# PROBLEM TO SOLVE
Pick out each line in the rows below that contains the word "front" and copy those lines in full.

# PROVIDED DATA
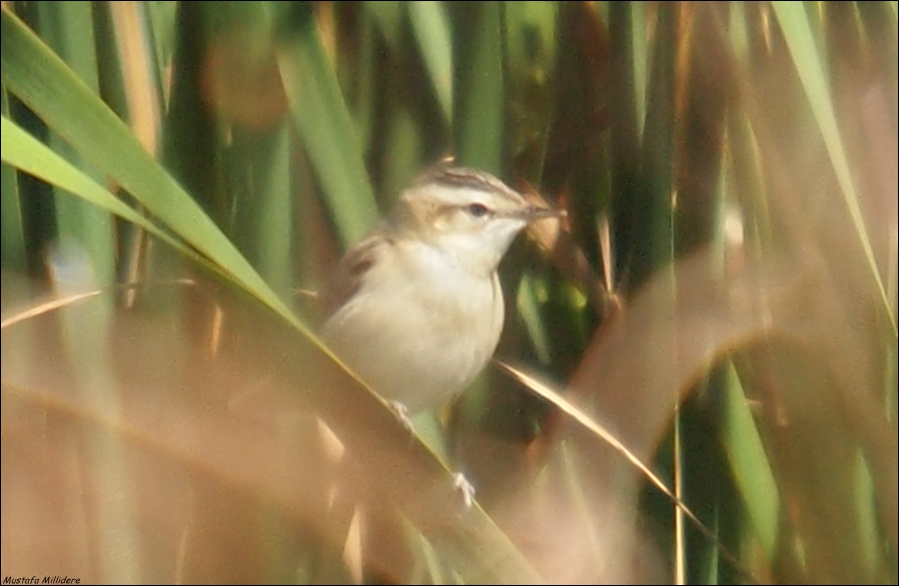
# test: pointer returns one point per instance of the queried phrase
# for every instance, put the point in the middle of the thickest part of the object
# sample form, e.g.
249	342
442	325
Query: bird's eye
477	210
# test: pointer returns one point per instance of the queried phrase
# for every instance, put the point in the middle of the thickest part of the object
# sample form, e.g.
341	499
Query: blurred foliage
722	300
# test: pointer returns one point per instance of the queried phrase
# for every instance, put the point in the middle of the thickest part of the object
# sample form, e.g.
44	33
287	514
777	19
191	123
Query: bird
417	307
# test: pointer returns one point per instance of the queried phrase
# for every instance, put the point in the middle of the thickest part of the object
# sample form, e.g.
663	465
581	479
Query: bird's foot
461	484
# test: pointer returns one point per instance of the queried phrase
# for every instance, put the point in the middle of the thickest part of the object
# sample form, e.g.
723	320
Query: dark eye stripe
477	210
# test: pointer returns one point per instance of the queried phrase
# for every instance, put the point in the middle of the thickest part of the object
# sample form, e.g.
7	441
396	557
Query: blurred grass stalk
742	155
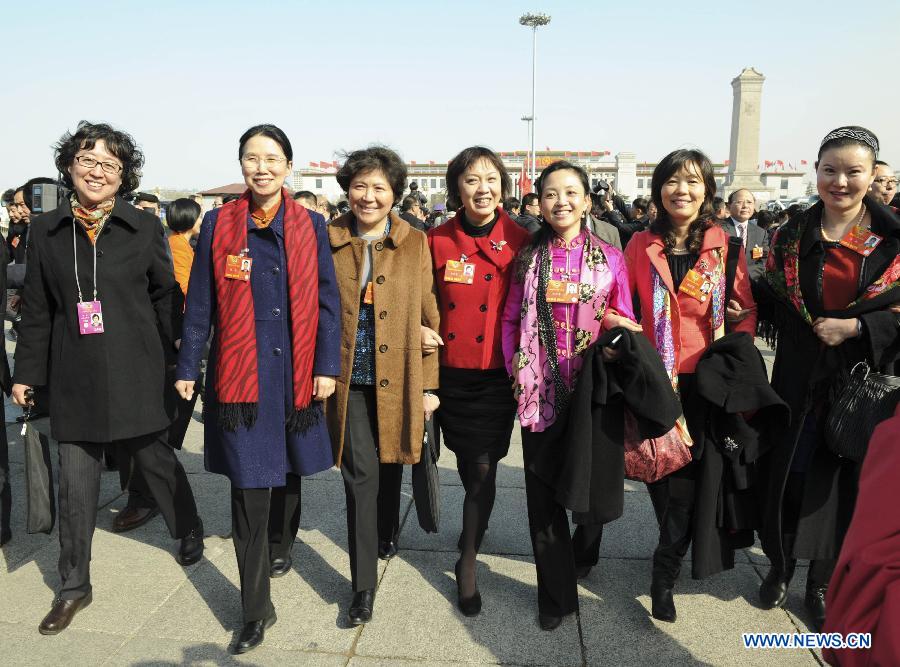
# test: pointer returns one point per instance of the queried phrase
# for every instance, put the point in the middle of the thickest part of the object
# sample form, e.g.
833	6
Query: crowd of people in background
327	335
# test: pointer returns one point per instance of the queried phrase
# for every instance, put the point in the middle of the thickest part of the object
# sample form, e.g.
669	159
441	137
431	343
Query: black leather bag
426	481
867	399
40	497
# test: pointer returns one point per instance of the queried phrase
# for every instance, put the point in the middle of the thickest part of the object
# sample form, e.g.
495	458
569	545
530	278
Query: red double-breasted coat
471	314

--

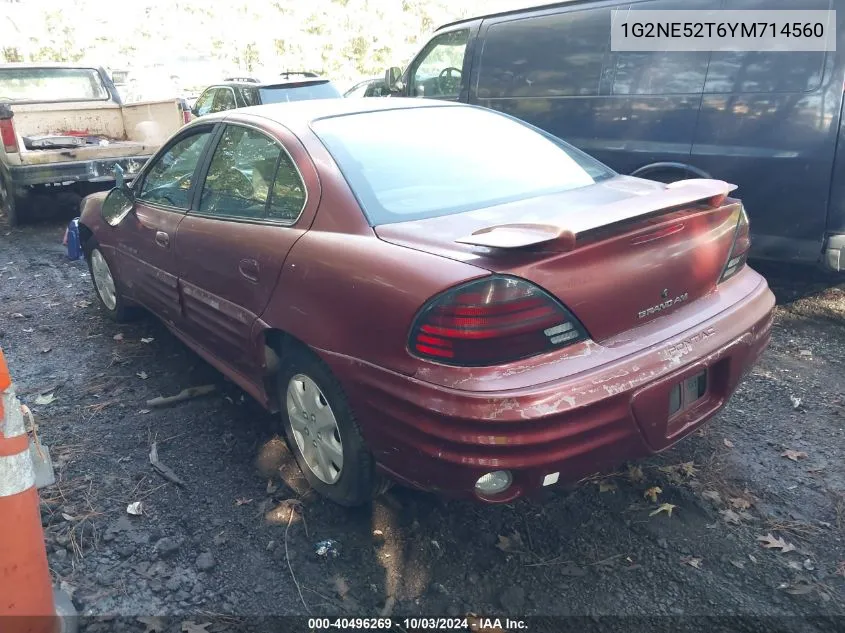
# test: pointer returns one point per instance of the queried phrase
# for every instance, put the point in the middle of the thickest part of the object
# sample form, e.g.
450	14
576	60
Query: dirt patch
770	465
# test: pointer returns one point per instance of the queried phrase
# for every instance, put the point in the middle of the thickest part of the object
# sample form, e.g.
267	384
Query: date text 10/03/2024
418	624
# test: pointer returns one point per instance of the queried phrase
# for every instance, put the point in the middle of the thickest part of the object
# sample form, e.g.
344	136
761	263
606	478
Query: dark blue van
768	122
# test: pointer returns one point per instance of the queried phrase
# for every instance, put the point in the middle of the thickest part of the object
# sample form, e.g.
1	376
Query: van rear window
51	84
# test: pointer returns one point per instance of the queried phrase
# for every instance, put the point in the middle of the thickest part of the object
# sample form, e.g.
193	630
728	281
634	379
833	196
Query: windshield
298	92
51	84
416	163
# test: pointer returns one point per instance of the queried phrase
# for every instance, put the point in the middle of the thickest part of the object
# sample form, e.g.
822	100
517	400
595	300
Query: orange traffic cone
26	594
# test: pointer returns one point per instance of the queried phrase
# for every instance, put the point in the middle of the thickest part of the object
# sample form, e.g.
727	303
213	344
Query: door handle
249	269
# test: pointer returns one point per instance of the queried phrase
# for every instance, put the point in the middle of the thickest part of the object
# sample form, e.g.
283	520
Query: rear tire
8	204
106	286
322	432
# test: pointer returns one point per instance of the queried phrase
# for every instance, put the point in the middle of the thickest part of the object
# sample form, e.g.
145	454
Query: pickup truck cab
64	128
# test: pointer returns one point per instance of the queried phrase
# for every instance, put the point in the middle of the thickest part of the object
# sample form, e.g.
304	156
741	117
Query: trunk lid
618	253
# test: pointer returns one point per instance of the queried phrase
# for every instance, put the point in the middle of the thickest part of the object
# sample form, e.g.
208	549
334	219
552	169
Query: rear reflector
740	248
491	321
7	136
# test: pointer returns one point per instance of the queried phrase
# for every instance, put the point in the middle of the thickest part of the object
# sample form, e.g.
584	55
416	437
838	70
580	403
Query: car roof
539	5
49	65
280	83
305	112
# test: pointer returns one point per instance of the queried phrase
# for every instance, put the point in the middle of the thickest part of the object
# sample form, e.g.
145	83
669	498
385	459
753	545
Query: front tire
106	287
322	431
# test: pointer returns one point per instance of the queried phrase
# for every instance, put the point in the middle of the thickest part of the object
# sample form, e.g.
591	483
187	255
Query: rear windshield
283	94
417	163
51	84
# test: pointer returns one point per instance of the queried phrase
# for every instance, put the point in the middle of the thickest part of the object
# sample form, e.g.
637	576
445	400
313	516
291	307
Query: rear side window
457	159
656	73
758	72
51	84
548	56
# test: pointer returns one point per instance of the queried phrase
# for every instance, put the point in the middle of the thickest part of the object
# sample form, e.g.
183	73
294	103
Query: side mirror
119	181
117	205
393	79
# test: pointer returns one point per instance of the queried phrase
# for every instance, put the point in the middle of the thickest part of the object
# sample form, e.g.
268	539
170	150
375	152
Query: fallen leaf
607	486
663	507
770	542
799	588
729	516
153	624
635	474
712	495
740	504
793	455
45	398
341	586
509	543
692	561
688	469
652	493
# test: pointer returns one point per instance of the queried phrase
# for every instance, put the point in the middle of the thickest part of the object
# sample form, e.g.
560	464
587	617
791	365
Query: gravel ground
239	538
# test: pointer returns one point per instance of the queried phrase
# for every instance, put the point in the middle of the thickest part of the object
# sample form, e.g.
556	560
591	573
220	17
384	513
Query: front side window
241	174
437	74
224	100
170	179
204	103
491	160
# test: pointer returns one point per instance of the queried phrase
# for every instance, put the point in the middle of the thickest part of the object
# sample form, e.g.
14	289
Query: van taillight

# RESPONSE FOR THIS EXERCISE
Query: front tire
Query: front side window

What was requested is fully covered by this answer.